▸ **What the exercise asks**: Could you retype the listing beneath, keeping each line exactly as it is?

▸ **Records for this exercise**:

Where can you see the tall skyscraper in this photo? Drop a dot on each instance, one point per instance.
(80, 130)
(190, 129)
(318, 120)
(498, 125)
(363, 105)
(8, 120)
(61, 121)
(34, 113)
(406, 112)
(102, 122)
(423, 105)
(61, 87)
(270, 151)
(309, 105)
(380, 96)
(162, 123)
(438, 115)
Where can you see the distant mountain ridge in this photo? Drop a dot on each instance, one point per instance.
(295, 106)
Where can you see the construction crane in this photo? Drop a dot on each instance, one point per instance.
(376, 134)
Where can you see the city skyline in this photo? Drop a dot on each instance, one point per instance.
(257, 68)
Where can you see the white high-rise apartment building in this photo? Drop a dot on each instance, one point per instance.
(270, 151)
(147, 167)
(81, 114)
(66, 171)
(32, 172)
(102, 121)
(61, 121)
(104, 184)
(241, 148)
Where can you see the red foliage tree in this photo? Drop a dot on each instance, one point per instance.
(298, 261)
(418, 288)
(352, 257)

▸ **Your solution**:
Where can you see the tall skyscraper in this photo? Drop a dot on each instance, one point per instance.
(80, 130)
(190, 129)
(318, 120)
(498, 125)
(363, 105)
(8, 120)
(61, 121)
(34, 113)
(406, 112)
(102, 122)
(423, 105)
(61, 87)
(270, 151)
(309, 105)
(380, 96)
(162, 123)
(438, 115)
Where can you see the distant mountain ridge in this photo? Drop a dot on each instance, one point per instance.
(295, 106)
Where can you see the construction crane in this photo? Drop a dot on each instance, one point per instance.
(376, 134)
Where can you see the city skyline in this photo? Drop a dot on each instance, one point per instance.
(257, 68)
Where can you see the white high-rise apartment building in this photo? Drop a dot on each instance, one point per instance.
(270, 151)
(147, 167)
(81, 114)
(66, 171)
(32, 172)
(102, 121)
(61, 121)
(104, 184)
(241, 148)
Where can you see the red foliage tree in this photo? Drop a dot on each instance, one point per instance.
(298, 261)
(418, 288)
(352, 257)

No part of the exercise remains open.